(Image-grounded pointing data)
====
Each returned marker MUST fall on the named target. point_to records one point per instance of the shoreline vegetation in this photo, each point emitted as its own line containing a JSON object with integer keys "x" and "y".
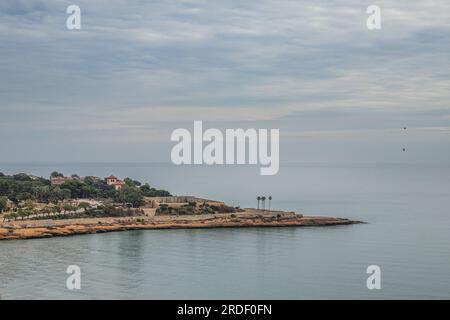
{"x": 36, "y": 207}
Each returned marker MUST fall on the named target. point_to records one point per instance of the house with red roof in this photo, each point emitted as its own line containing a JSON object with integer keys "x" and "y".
{"x": 115, "y": 182}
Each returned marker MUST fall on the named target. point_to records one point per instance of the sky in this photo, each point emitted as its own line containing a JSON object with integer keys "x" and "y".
{"x": 116, "y": 89}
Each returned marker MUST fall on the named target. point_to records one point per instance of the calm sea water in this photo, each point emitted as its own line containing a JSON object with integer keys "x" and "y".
{"x": 407, "y": 235}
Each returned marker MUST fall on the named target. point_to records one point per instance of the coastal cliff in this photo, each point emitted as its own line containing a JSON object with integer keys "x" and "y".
{"x": 247, "y": 218}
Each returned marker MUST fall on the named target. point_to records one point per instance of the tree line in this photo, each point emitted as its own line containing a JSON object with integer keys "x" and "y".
{"x": 22, "y": 187}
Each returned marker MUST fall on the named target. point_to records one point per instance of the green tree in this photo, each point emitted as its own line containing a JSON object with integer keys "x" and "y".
{"x": 56, "y": 174}
{"x": 263, "y": 199}
{"x": 3, "y": 203}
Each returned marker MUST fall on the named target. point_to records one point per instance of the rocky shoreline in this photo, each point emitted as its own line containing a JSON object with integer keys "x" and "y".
{"x": 249, "y": 218}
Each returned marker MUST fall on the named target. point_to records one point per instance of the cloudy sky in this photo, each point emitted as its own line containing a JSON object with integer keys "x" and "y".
{"x": 115, "y": 90}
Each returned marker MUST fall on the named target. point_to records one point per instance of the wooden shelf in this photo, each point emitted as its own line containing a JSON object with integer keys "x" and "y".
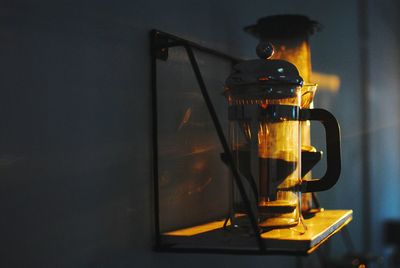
{"x": 212, "y": 238}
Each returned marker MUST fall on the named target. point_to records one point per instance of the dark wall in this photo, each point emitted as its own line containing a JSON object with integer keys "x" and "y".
{"x": 75, "y": 147}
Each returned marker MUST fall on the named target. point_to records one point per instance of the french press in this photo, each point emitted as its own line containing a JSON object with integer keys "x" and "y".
{"x": 264, "y": 98}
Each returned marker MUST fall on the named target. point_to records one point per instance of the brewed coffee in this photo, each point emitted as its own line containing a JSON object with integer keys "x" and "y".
{"x": 273, "y": 171}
====
**THE PROBLEM**
The reply must consist of the records, repeated exactly, minus any images.

**WRITTEN REPLY**
Each returned marker MUST fall on the named target. point_to records one point per instance of the shoreline vegetation in this photo, each point emitted as its own line containing a JSON object with integer keys "x" and "y".
{"x": 36, "y": 207}
Each returned marker MUST fall on the named target. point_to records one point per instance of the house with red roof in this photo, each point emitted as its own line containing a JSON object with integer keys "x" and "y".
{"x": 115, "y": 182}
Each returned marker MUST fall on the named target. point_to records one point per instance of the sky in this photo, each point emitted as its own line containing a JSON object with integer keys "x" and "y".
{"x": 116, "y": 89}
Each returned marker MUST fall on the named target. point_to records one point per instance of the calm sea water in this photo, each point emitted as its own line containing a JSON object with integer keys "x" and "y".
{"x": 407, "y": 235}
Each returned marker MUST fall on the named target. point_to records one point per instance of the coastal cliff in this photo, each point emitted as its own line containing a JSON object with integer keys "x" and "y".
{"x": 247, "y": 218}
Each returned marker MUST fall on the named target. point_to records one point per instance of the tree line in this photo, each point emitted as its own line containing a JSON object with integer keys "x" and "y".
{"x": 22, "y": 187}
Each returned marker MUST fall on the named target. point_to records one point per instance of the green tree in this photo, each point emitted as its own line containing a JSON object with integer keys "x" and "y".
{"x": 56, "y": 174}
{"x": 263, "y": 199}
{"x": 3, "y": 203}
Each returned marker MUST fall on the named target. point_to records one point per instance of the rocky shoreline in this photo, each point emitted as its own line containing a JSON object with integer keys "x" and "y".
{"x": 249, "y": 218}
Each returned marker MUST fall on the named target. point_to records one point per instance of the cloudy sky in this photo, each point emitted as its own line containing a JSON object with integer keys "x" and "y".
{"x": 115, "y": 90}
Each returned marker MUST fall on the named target. point_to records one point per instance of the wooden shelf in this photo, each point emitted as its own line containing a JSON object with integer keys "x" and "y".
{"x": 212, "y": 238}
Each returned marker MUST fall on the named target. point_to records one point per instance of the dark wall in this photo, each point emitted as its own line containing a JSON object with integer keys "x" and "y".
{"x": 75, "y": 147}
Each returned marker MUST fall on the named target. point_to records one point per instance of the french press in this photo, each point emitted as its own line containing a JSON object with integer keys "x" and "y".
{"x": 264, "y": 98}
Each returned marker MUST fall on the named target. point_to records one point per instance of the brewed coffee in this photo, each point emitted as its own line containing a JSON object with integer keys "x" and "y".
{"x": 273, "y": 171}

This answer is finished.